**Extracted records:**
○ ○ ○ ○ ○ ○ ○
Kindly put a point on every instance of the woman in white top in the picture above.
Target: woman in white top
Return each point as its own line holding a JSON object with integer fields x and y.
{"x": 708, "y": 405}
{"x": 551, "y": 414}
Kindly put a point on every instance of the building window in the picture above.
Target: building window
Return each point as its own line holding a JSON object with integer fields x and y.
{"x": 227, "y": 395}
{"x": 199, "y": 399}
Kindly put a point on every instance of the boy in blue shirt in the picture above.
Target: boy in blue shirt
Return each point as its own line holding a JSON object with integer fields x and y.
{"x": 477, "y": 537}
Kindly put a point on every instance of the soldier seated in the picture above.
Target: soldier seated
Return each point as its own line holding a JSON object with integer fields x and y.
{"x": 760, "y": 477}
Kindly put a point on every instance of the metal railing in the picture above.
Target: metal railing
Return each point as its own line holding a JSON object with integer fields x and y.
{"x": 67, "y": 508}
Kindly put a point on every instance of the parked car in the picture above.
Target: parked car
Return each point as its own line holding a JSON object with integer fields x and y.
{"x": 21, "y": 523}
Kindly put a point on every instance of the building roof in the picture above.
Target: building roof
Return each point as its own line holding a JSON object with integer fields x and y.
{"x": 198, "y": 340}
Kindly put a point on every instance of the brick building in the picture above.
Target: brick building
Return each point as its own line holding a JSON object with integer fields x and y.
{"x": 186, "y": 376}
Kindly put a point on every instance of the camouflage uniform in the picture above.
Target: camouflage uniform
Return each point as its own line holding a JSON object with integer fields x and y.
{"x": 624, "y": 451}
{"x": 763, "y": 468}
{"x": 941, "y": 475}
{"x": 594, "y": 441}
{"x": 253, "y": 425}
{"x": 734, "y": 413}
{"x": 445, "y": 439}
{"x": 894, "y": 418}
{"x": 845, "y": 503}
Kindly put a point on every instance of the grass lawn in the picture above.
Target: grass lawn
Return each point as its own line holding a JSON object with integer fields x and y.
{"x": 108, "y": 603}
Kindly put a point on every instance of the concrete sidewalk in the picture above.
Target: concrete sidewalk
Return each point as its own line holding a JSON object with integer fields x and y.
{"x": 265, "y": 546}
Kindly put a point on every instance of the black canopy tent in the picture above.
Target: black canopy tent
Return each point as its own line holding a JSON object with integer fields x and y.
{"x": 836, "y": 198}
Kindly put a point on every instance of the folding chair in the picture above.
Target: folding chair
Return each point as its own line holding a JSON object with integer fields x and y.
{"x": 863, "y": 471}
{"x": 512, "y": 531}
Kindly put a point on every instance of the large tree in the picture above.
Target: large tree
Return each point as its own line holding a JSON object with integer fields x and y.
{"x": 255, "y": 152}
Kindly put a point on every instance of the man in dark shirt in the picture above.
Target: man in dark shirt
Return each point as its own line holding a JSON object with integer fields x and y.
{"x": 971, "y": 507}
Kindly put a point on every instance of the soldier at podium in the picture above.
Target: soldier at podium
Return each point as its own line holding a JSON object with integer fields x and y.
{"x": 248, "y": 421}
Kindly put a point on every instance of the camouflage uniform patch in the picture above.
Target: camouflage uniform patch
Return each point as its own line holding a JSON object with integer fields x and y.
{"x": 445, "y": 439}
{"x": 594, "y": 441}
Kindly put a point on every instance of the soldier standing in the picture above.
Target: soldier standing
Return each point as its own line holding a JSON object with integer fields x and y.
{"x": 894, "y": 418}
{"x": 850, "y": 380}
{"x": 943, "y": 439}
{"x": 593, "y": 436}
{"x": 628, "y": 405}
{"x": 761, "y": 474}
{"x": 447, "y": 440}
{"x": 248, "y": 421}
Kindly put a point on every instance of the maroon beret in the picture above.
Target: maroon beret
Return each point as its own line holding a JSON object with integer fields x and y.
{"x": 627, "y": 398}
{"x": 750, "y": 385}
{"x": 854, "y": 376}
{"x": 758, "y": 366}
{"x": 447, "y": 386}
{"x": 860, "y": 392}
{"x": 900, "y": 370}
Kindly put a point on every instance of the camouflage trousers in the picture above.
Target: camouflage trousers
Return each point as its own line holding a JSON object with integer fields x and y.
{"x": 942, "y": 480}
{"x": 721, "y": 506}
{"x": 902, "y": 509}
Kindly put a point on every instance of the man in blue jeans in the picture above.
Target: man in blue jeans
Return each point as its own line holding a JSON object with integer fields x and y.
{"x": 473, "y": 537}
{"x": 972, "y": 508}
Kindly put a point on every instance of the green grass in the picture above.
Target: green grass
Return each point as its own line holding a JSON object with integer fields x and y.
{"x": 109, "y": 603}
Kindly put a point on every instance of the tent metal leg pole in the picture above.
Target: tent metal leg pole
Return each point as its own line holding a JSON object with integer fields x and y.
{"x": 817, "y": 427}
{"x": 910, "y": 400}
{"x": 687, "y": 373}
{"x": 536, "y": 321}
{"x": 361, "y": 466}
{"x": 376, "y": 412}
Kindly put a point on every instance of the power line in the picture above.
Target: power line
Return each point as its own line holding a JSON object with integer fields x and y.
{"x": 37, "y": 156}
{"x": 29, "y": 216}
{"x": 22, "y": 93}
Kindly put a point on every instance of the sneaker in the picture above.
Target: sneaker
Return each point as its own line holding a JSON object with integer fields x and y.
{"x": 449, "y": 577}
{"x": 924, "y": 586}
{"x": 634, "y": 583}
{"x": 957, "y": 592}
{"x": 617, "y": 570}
○ ○ ○ ○ ○ ○ ○
**Problem to work on:**
Return every line of the material above exactly.

**Problem solution:**
Kindly put a point on every instance of the woman in white top in the picture above.
Target: woman in white top
Return each point as its own line holding a JSON object with integer fields x and y.
{"x": 708, "y": 405}
{"x": 551, "y": 414}
Kindly put a point on every instance of the building window in the picture above.
Target: building window
Return each point as its own line holding a JSON object with integer fields x and y.
{"x": 227, "y": 395}
{"x": 199, "y": 399}
Kindly put a point on every instance of the boy in blue shirt in the picture above.
Target: boy in blue shirt
Return each point as its own line holding a JSON object with integer fields x and y.
{"x": 477, "y": 537}
Kindly put a point on every instance of the soldier seated in the picture above.
Target: soldier seated
Return each point as its own line holding a JSON object with integer fields x and y.
{"x": 760, "y": 477}
Kindly put a point on every instance of the metal railing in the picture above.
Target: metal railing
Return each point as its own line holding a JSON object with integer fields x and y.
{"x": 67, "y": 508}
Kindly put a point on every instance of the parked car in the picture above.
Target: parked car
Return each point as its own line holding a JSON object with integer fields x and y.
{"x": 21, "y": 523}
Kindly put a point on every instance of the building roof in the picture above.
Target: building roof
Return each point as its own line holding a JSON object with integer fields x and y.
{"x": 198, "y": 340}
Kindly put a point on every instance of the brick building in the picture above.
Target: brick building
Return each point as its own line holding a JSON object with integer fields x and y.
{"x": 186, "y": 376}
Kindly put a point on every instance of the camouflage uniform in the picture above.
Target: camouflage uniform
Return each point as its own line holding a JSON object with integer fields x and y.
{"x": 624, "y": 451}
{"x": 763, "y": 468}
{"x": 941, "y": 475}
{"x": 594, "y": 441}
{"x": 253, "y": 425}
{"x": 734, "y": 413}
{"x": 445, "y": 439}
{"x": 894, "y": 418}
{"x": 845, "y": 503}
Kindly put a point on every instance of the grass lawn in the picture above.
Target: grass lawn
Return each point as its own line holding a JSON object with integer fields x and y.
{"x": 108, "y": 603}
Kindly put a point on every instance of the concrete sidewalk in the picture above.
Target: concrete sidewalk
Return each point as its own line holding a JSON object with integer fields x and y.
{"x": 265, "y": 546}
Kindly put a point on every instance of the black canopy tent in the picture above.
Target: black canopy tent
Return each point as its own line holding a JSON object with integer fields x and y.
{"x": 836, "y": 198}
Kindly put a point on every instance of the folding chair in the picture above.
Target: folding chair
Return each point as its own line holding a JSON object with integer fields x and y.
{"x": 863, "y": 471}
{"x": 512, "y": 531}
Kindly put a point on every instance of the large tree in the picture above.
Target: large tree
Return each point as its own line holding a JSON object with integer fields x and y.
{"x": 255, "y": 152}
Kindly put a point on every instance of the man in dark shirt in the picture above.
Target: man in dark shirt
Return each point as its own line holding a JSON object with integer fields x and y.
{"x": 971, "y": 507}
Kindly put a point on every instance of the soldier at podium in the picture above.
Target: soldier at podium
Return each point as its own line holding a JSON object with integer fields x and y.
{"x": 248, "y": 421}
Kindly put a point on every instance of the camouflage uniform patch in the picture above.
Target: camouflage uniform patch
Return each point as its own line holding a JSON object with integer fields x and y.
{"x": 445, "y": 439}
{"x": 594, "y": 441}
Kindly put a point on every instance of the soldier standing in the picture above.
Target: soldier standing
Return each point as its own line holding a JSON object with integer fields x and y.
{"x": 894, "y": 418}
{"x": 850, "y": 380}
{"x": 943, "y": 439}
{"x": 593, "y": 436}
{"x": 628, "y": 405}
{"x": 761, "y": 474}
{"x": 447, "y": 440}
{"x": 248, "y": 421}
Kindly put a point on every instance of the maroon beret in the picture above.
Target: maroon beret
Return each point as its own line holding a JSON object with integer fields x and y.
{"x": 627, "y": 398}
{"x": 750, "y": 385}
{"x": 854, "y": 376}
{"x": 758, "y": 366}
{"x": 447, "y": 386}
{"x": 860, "y": 392}
{"x": 900, "y": 370}
Kindly put a point on every instance of the camouflage trousers in the picture above.
Target: camouflage trousers
Return each point as its own line holding a JSON object with integer fields x and y.
{"x": 942, "y": 480}
{"x": 721, "y": 506}
{"x": 902, "y": 509}
Kindly put a point on every instance of the man in blue jeans in the picture above.
Target: man in blue jeans
Return each point as its own line holding a JSON object with integer fields x and y.
{"x": 473, "y": 537}
{"x": 972, "y": 508}
Kindly put a point on every instance of the green grass in the picture above.
Target: green grass
Return each point as its own line holding a JSON object with integer fields x and y.
{"x": 109, "y": 603}
Kindly put a point on every instance of the tent metal leg pole in the picture above.
Target: tent metal leg pole
Return each point as its own line holding a JSON object with integer fields x and y.
{"x": 817, "y": 427}
{"x": 910, "y": 400}
{"x": 687, "y": 373}
{"x": 536, "y": 321}
{"x": 361, "y": 466}
{"x": 376, "y": 412}
Kindly put a point on every instance of the power line in the picture above.
Target: power line
Return each point as its own line holding a JSON object with integer fields x and y.
{"x": 37, "y": 156}
{"x": 29, "y": 216}
{"x": 22, "y": 93}
Kindly put a point on every instance of the sneaker in the picture above.
Target: sneaker
Return each point as its own line holding a JSON object with integer fields x and y.
{"x": 449, "y": 577}
{"x": 924, "y": 586}
{"x": 634, "y": 583}
{"x": 957, "y": 592}
{"x": 617, "y": 570}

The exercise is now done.